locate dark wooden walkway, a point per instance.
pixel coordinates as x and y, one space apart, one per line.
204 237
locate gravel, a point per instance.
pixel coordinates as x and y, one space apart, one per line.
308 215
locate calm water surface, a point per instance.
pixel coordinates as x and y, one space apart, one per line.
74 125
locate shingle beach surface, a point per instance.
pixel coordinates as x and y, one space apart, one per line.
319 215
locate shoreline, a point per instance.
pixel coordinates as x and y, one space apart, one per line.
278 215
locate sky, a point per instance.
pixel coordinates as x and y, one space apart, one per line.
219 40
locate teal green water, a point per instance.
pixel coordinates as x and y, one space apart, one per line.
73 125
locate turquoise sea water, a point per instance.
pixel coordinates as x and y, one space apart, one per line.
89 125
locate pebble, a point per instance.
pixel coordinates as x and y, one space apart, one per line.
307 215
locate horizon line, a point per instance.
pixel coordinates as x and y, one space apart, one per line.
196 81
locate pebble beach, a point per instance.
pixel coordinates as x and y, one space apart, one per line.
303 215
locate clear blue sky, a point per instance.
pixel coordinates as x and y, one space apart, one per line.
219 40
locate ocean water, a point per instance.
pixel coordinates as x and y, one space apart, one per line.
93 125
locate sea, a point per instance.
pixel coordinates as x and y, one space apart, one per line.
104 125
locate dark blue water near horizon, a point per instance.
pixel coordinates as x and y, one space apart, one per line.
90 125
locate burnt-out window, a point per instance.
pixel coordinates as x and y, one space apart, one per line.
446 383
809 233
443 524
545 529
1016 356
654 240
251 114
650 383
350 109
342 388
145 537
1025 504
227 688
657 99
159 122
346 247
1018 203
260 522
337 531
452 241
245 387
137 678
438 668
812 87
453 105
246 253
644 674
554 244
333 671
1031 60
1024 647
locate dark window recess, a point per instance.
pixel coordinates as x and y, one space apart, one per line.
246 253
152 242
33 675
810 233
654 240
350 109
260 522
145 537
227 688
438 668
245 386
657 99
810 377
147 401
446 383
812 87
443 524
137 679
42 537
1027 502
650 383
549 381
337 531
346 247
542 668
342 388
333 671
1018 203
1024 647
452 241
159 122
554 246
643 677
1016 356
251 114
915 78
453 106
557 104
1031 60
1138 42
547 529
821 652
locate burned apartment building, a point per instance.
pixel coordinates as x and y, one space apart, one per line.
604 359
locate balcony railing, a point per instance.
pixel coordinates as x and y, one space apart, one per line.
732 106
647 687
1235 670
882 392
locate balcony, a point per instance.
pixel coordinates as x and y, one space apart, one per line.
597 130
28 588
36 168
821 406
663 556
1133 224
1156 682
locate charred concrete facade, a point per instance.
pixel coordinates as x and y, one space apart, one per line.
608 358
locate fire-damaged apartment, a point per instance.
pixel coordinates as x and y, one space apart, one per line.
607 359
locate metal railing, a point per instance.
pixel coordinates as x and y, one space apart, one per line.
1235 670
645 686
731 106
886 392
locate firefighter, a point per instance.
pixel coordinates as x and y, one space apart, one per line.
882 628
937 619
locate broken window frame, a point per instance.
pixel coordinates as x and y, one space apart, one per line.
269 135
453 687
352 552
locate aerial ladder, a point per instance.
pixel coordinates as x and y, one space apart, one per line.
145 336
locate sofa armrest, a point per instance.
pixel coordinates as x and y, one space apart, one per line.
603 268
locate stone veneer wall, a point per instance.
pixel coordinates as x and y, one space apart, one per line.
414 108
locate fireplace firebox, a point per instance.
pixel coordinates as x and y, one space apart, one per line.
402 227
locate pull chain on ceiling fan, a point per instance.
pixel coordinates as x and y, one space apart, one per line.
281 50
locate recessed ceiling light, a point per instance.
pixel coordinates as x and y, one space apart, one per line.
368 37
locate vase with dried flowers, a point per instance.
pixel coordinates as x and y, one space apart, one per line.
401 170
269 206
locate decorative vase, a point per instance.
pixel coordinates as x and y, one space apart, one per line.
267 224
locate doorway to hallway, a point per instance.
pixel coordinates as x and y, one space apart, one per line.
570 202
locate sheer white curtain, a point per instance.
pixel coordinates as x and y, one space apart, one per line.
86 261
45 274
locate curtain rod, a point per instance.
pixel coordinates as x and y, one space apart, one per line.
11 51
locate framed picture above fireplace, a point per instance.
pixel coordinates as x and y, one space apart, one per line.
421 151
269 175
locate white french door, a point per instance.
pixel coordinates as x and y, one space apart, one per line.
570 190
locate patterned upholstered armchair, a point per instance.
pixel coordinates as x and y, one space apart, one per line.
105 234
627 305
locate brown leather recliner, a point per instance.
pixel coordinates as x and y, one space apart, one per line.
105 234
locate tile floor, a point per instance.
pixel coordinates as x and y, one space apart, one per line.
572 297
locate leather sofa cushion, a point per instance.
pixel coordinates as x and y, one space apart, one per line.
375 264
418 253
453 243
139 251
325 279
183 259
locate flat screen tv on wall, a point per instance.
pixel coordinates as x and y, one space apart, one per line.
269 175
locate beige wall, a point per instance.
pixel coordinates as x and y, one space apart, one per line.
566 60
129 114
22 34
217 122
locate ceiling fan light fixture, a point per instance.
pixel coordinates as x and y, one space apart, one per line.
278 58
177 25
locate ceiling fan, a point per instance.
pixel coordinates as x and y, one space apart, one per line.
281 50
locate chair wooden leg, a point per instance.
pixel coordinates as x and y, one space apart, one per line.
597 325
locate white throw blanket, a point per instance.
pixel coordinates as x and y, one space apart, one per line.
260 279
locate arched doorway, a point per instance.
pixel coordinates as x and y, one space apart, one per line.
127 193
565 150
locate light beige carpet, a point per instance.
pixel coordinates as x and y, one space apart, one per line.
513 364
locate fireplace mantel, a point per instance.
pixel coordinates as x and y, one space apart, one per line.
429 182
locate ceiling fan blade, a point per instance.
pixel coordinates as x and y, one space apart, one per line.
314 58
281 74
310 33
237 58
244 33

━━━━━━━━━━━━━━━━━━━━

* WORK REQUIRED *
Reproduce the listing from the "locate arched doorway, a point per instance." line onward, verbatim.

* ANSWER TO THIS EXERCISE *
locate arched doorway, a point per instance.
pixel coordinates as x and y, one space apart, one per line.
127 193
565 150
locate light beige carpet, a point per instance.
pixel coordinates as x and y, one space apart, one per line.
513 364
locate fireplace mantel, a point per instance.
pixel coordinates as x and y, one space apart, one per line.
429 182
locate ceiling fan blade, a point per instance.
pixel coordinates as x and y, one space apart, one per line.
314 58
281 74
310 33
237 58
244 33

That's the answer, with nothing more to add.